• [TASK STATEMENT]: Reproduce each of the records below word for word, every line in its original order.

— begin PROVIDED DATA —

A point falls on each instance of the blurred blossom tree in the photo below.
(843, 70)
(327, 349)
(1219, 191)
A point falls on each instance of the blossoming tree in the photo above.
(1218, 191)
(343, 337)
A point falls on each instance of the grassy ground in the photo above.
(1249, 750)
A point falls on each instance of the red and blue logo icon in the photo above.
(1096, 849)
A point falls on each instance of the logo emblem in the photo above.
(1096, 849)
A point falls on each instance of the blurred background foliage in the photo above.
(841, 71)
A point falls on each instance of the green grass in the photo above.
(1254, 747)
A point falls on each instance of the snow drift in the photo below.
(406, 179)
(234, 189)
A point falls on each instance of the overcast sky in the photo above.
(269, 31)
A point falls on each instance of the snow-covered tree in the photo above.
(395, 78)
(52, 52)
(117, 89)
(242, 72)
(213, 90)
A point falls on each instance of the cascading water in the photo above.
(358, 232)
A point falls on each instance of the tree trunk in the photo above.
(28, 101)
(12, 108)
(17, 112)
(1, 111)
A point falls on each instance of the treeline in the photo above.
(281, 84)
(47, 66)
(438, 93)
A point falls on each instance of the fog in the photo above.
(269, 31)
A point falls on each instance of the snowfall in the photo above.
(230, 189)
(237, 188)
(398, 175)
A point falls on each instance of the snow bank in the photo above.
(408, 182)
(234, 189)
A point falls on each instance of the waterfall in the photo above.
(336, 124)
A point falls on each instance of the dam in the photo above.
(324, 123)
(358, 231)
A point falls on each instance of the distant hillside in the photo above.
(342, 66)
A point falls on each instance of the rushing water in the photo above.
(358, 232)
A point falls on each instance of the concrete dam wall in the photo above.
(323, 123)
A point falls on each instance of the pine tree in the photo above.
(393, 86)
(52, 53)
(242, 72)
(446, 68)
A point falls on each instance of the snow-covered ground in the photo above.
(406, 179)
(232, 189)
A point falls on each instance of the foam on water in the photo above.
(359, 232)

— end PROVIDED DATA —

• [CORRECT RESULT]:
A point falls on each instance of the blurred blossom tree in the photo below.
(843, 70)
(327, 349)
(1219, 191)
A point falls on each instance of the blossoming tree in the photo above.
(1218, 191)
(343, 337)
A point falls on each instance of the grassy ground in the photo above.
(1249, 750)
A point falls on each instance of the red and blue logo icon in the photo above.
(1096, 849)
A point falls on each instance of the logo emblem in the photo above.
(1096, 849)
A point falls on each instance of the blurred background foliage in the photo above.
(841, 71)
A point falls on each instance of the green grass in the photo above.
(1254, 747)
A point falls on each instance of the snow drift in the photo below.
(406, 179)
(234, 189)
A point falls on each instance of the overcast sky in the photo above.
(269, 31)
A point falls on each instance of the snow-covered tree in the photo above.
(395, 78)
(52, 52)
(117, 89)
(242, 72)
(213, 90)
A point falls on each instance of the cascading water in the photo above.
(358, 232)
A point falls on each instance of the tree trunk in the photo above.
(28, 101)
(12, 108)
(17, 112)
(1, 111)
A point falls on each instance of the treeline in the photo above.
(281, 84)
(47, 66)
(438, 93)
A point falls on each instance of the fog in the photo above.
(269, 31)
A point falls on each instance of the snowfall in the photo above.
(230, 189)
(237, 188)
(398, 175)
A point falls on each instance of the snow bank in the photo above.
(408, 182)
(234, 189)
A point falls on each instance of the waterfall in the photo above.
(336, 124)
A point falls on each instance of the dam in the photo above.
(324, 123)
(358, 231)
A point falls on each instance of the distant hillside in the photo above.
(342, 66)
A point falls on each instance of the rushing water in the photo above.
(358, 232)
A point falls on each instance of the concrete dam wall in the photo above.
(323, 123)
A point falls on each instance of the pine tree in the photo above.
(393, 86)
(52, 53)
(242, 72)
(446, 68)
A point falls on each instance of the snow-covered ground in the photo above.
(406, 179)
(232, 189)
A point falls on each instance of the foam on water in the photo above.
(359, 232)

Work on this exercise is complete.